## EXERCISE DETAILS
Copy out the material below, from the line with "hooded sweatshirt with" up to and including the line with "x=843, y=456", keeping every character unchanged.

## DATASET ENTRIES
--

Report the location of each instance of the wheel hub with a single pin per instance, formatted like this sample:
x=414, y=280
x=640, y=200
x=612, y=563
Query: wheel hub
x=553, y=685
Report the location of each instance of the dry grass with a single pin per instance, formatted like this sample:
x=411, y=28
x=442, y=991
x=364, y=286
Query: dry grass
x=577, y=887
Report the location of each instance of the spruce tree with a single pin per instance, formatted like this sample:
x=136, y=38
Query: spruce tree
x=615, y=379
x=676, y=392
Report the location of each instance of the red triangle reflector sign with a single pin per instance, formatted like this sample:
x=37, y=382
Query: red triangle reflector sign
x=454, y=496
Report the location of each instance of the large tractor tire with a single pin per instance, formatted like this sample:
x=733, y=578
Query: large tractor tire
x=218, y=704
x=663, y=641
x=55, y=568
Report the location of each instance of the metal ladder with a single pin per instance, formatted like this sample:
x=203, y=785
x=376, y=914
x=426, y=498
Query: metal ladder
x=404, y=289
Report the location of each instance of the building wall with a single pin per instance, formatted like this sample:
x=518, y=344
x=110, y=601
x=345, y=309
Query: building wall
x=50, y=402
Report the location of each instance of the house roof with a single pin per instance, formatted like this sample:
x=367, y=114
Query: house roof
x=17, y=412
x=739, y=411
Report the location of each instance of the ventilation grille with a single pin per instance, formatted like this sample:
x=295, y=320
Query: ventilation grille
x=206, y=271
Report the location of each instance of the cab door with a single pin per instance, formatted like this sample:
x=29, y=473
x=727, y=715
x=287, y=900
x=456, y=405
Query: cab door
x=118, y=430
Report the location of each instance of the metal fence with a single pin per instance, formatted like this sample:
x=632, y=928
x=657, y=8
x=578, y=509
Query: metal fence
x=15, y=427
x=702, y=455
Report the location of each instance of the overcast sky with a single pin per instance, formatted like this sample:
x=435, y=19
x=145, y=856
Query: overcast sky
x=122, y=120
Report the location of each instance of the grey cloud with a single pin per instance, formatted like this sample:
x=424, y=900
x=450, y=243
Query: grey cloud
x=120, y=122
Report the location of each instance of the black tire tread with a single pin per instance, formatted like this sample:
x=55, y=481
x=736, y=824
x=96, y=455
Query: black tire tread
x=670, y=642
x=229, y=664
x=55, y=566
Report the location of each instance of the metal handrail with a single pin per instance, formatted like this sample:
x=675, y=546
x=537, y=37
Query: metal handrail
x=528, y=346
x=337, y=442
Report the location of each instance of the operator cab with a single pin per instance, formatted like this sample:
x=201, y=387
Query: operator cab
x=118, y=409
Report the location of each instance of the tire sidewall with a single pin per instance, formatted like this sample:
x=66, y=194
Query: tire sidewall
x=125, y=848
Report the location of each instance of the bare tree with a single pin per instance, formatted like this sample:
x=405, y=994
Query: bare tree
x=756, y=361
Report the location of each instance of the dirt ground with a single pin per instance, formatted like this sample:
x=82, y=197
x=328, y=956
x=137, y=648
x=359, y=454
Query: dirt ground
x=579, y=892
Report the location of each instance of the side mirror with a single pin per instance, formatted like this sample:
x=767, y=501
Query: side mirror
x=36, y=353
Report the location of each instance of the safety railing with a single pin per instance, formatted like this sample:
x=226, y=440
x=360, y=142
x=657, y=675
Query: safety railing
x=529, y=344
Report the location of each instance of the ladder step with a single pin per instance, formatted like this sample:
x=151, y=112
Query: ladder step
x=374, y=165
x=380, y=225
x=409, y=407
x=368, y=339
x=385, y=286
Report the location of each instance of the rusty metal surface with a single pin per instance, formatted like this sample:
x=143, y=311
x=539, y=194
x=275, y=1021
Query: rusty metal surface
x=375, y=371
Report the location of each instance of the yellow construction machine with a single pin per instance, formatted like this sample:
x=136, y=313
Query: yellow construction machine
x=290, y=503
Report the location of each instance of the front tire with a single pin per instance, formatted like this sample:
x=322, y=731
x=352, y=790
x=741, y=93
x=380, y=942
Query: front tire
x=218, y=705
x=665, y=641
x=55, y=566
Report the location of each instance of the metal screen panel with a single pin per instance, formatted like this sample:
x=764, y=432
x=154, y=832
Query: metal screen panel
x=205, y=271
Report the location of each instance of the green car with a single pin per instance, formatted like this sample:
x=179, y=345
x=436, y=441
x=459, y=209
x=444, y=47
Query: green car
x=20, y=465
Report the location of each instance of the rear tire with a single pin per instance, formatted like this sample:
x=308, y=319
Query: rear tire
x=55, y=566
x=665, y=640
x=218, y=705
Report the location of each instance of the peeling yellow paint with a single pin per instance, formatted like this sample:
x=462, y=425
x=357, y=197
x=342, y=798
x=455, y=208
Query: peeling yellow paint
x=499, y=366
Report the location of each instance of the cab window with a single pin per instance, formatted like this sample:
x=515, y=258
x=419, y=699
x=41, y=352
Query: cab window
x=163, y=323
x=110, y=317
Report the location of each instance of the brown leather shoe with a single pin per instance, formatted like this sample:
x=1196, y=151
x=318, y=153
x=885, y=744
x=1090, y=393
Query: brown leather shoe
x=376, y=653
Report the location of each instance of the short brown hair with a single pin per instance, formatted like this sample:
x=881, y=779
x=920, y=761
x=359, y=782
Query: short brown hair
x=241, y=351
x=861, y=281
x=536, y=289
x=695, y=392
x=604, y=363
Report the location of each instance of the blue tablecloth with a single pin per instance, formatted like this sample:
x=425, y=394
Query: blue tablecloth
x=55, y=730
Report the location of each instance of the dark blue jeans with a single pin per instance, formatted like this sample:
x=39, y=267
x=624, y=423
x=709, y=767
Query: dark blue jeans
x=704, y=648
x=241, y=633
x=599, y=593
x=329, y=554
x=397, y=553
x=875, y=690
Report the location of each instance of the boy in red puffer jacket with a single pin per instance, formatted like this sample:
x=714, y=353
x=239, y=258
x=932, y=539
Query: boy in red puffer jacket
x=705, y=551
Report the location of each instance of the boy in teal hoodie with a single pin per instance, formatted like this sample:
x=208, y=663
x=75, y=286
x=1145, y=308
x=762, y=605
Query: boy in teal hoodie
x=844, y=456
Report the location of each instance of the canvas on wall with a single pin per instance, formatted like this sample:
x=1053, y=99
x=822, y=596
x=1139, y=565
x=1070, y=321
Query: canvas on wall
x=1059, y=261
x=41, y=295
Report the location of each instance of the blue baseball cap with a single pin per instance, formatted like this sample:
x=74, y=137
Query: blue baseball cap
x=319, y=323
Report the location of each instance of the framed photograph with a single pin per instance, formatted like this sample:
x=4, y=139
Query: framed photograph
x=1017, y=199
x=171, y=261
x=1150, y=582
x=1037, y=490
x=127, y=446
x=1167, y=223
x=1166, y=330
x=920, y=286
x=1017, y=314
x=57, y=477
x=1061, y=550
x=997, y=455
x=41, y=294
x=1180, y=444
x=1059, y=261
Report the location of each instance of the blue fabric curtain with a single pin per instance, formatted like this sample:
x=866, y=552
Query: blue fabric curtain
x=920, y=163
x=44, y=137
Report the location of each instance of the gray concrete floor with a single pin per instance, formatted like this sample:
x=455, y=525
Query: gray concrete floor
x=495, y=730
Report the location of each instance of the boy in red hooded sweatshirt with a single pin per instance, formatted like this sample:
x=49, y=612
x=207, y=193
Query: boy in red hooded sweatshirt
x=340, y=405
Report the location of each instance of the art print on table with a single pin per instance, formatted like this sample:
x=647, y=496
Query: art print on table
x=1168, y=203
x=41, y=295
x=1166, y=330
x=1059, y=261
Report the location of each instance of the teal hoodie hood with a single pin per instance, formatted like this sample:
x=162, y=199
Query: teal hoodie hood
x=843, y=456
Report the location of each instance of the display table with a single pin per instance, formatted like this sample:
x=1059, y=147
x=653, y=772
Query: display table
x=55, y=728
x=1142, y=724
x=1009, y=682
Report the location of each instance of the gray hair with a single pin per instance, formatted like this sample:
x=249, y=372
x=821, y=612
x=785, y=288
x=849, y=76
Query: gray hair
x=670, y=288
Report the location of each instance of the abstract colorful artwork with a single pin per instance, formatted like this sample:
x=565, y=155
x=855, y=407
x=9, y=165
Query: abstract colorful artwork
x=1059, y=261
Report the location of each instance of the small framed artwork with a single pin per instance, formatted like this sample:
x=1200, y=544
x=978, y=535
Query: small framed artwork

--

## FULL RESPONSE
Report the location of each instance of the boy in red hooded sweatshirt with a single pin per instance, formatted like this sample:
x=49, y=612
x=207, y=193
Query: boy in red hooded sweatshirt
x=340, y=405
Report the location of each instance of the art print on table with a single pin per instance, formatted like this sample:
x=647, y=496
Query: art print on table
x=1168, y=203
x=41, y=295
x=1166, y=330
x=1059, y=261
Report the location of each instance of the teal hoodie hood with a single pin per instance, formatted like this sample:
x=162, y=199
Query: teal hoodie hood
x=843, y=456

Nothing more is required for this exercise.